■ **TASK DESCRIPTION**
If a line in the records below holds the string "face", count it, and state only the final count.

■ **EXCERPTED DATA**

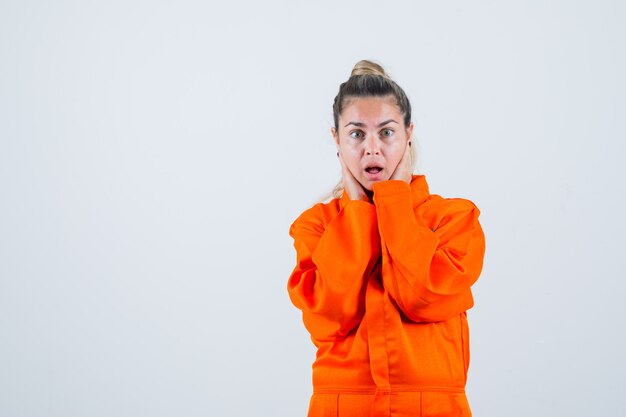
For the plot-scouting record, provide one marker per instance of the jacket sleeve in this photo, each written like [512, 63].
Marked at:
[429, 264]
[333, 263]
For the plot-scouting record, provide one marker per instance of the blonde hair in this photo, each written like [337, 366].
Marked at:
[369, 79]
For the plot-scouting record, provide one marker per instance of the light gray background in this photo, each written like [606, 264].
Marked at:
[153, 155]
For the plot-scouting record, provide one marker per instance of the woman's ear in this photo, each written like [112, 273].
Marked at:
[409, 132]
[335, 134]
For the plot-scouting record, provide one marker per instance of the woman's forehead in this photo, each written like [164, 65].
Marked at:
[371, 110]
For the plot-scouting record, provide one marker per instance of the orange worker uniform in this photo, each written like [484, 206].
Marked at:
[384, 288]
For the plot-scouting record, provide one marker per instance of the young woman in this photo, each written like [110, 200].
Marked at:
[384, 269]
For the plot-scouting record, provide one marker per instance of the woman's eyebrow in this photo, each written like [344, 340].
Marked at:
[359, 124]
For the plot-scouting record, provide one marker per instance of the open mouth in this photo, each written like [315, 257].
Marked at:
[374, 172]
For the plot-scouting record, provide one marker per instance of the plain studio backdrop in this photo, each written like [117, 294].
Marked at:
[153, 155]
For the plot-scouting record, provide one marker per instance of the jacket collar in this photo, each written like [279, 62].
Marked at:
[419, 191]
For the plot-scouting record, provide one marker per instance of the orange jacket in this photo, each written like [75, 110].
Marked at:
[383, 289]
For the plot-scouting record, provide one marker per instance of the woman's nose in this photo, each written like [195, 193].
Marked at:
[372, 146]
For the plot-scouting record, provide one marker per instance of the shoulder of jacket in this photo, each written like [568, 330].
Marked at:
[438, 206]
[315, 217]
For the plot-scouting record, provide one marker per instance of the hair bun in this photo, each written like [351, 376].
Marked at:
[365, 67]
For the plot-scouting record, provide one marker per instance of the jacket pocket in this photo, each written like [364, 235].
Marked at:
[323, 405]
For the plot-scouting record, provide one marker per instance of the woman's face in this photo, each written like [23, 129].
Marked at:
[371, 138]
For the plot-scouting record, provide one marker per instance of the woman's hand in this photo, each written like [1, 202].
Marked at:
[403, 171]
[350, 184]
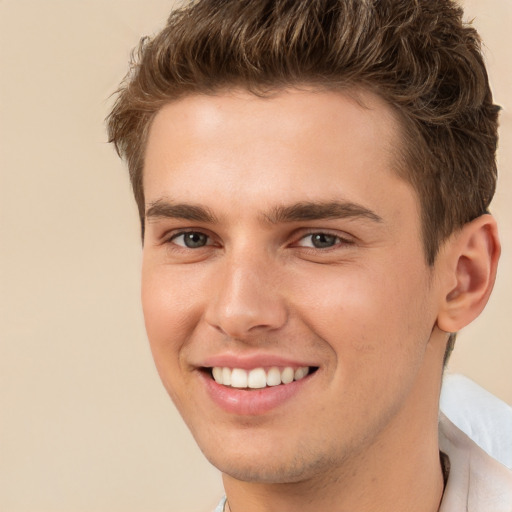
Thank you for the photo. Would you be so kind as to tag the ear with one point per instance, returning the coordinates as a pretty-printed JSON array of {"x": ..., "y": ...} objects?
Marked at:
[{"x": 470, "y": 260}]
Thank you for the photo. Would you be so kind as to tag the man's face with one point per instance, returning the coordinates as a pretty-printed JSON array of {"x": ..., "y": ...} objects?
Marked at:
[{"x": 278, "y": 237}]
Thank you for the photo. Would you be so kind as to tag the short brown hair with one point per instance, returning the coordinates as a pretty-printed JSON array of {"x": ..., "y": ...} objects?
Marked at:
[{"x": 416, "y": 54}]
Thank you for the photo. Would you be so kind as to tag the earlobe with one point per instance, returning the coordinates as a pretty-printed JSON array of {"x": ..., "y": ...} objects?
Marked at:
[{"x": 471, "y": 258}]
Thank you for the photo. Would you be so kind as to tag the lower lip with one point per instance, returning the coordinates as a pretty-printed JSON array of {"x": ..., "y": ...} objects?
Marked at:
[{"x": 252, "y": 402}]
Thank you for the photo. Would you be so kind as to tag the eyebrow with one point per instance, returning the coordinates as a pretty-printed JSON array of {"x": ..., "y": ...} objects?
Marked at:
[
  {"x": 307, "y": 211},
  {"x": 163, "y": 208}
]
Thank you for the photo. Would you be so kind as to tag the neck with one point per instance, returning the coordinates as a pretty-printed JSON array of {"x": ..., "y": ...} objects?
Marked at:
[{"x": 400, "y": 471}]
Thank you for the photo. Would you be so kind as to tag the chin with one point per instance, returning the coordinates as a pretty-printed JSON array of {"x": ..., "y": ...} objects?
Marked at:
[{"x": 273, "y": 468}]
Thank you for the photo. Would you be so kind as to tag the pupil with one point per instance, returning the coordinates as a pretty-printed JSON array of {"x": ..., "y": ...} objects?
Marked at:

■ **RESPONSE AREA**
2